Exercise details. Within the records that follow, find every line containing the string "each". Copy those lines.

Materials provided.
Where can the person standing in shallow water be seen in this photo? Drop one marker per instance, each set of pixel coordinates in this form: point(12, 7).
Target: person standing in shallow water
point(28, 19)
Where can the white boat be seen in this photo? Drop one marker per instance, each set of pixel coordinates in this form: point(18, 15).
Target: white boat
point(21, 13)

...

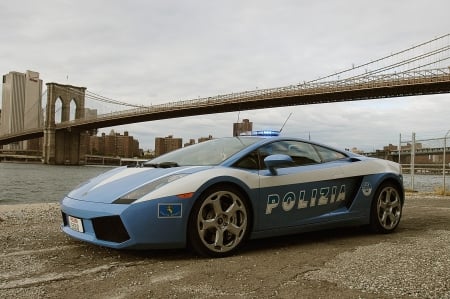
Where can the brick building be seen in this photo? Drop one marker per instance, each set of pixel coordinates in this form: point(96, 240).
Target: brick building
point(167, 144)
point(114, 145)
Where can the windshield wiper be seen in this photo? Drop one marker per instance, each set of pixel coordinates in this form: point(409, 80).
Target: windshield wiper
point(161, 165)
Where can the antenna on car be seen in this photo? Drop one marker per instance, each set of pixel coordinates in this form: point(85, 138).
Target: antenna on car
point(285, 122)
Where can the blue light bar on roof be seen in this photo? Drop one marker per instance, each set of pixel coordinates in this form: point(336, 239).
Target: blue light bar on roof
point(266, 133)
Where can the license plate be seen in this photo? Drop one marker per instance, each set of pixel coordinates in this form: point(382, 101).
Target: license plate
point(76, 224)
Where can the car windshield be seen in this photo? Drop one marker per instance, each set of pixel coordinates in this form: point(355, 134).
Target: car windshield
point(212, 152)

Result below.
Where can the person standing in shallow water be seen in this photo? Drop one marker per instance, each set of pixel coordinates in this form: point(12, 7).
Where can the white boat be seen in this photo? Drop one marker per instance, each set of pixel coordinates in this form: point(18, 15).
Where can the brick building be seen in this photo? Drop one marker per instance, each set of pixel coordinates in this form: point(96, 240).
Where can the windshield wiper be seen in this photo? Drop one marker per instance, each set of pixel coordinates in this form: point(409, 80).
Where can the antenna on car be seen in this photo? Drop one marker per instance, each set of pixel coordinates in this form: point(85, 138).
Where can the blue light bar on roof be seen in this photo? Drop one marker per instance, each set of pixel coordinates in this form: point(336, 239).
Where can the license plate be seen in this photo? Drop one marker per instance, each set of pixel coordinates in this form: point(382, 101).
Where can the car windshield be seen in this photo? Drop one marker per instance, each set of pixel coordinates in this form: point(355, 134).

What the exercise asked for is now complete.